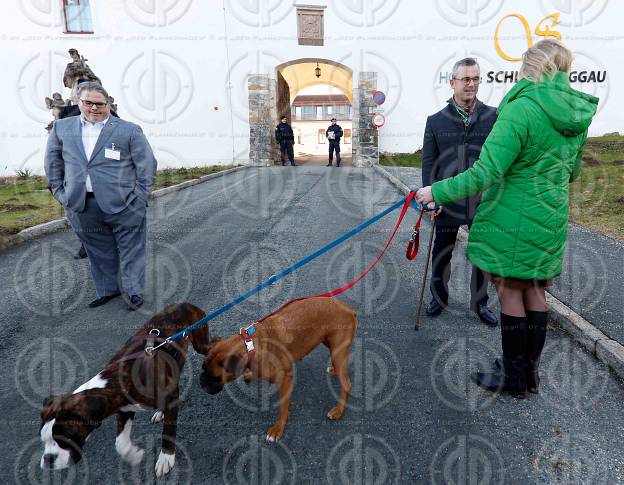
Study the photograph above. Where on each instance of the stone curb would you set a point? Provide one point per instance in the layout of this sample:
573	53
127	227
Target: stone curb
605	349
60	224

◆ ◆ ◆ ◆ ◆

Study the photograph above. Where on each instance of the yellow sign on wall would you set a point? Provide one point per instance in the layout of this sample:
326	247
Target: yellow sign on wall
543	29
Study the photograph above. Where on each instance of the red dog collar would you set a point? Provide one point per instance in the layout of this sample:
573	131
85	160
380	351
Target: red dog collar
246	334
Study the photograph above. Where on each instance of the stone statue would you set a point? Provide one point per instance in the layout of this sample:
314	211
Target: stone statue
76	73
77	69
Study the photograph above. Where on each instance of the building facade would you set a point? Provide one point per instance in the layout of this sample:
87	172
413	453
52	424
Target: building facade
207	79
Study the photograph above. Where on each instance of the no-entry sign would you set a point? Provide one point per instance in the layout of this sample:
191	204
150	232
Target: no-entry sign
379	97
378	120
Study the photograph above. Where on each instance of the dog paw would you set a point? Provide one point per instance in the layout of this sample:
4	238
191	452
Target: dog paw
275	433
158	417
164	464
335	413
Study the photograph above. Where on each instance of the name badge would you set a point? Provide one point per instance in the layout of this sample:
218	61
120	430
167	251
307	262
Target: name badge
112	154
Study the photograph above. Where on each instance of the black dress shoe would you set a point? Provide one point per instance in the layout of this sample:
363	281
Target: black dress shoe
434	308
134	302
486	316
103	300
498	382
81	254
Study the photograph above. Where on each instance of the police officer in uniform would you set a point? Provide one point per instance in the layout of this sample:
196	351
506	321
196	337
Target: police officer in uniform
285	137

◆ ◆ ◆ ◆ ◆

TASK TO COMPLETE: Extract every line of the data above that contains the string "each". Matching is case-sensitive.

ANSWER TO THIS EXERCISE:
Study the photograph above. Where on each instance of the stone curb would you set a point? Provide one point per instance in the layout of this sample:
Study the photograph above. Where on each instance of the yellow sign on wall would you set a point? Provide one point per instance in the layout of this sample:
Study the photograph above. Where on each instance of the red dog collar would you set a point? Provide one point per instance in the layout of this sample:
Study the photograph above. Where on each instance of the stone statue would you set a point? Provide one point per instance in the layout of this sample:
Study the photograph above. Where on each instance of the building facade would you set a point? Provide one point per instance in the layout of this sample:
Study the photograph above. Where on each instance of the no-entry sign would you set a point? Provide one point per instance in the layout of this sample:
Study the photograph above. Where on each instance of the dog paw would you set a point? Provide one point per instance in the layout of this sample:
Study the photograph above. Where on each instance of the name badge would you set a point? Provide one point per instance in the layout of this sample:
Study the photograph above. Where on each instance of the black dress shoe would you set a point? Provide one point per instance in the layout of this sample:
Study the photograph above. Where on each instance of the police officer in uniform would you set a point? Provide one point per instance in the layout of this sample:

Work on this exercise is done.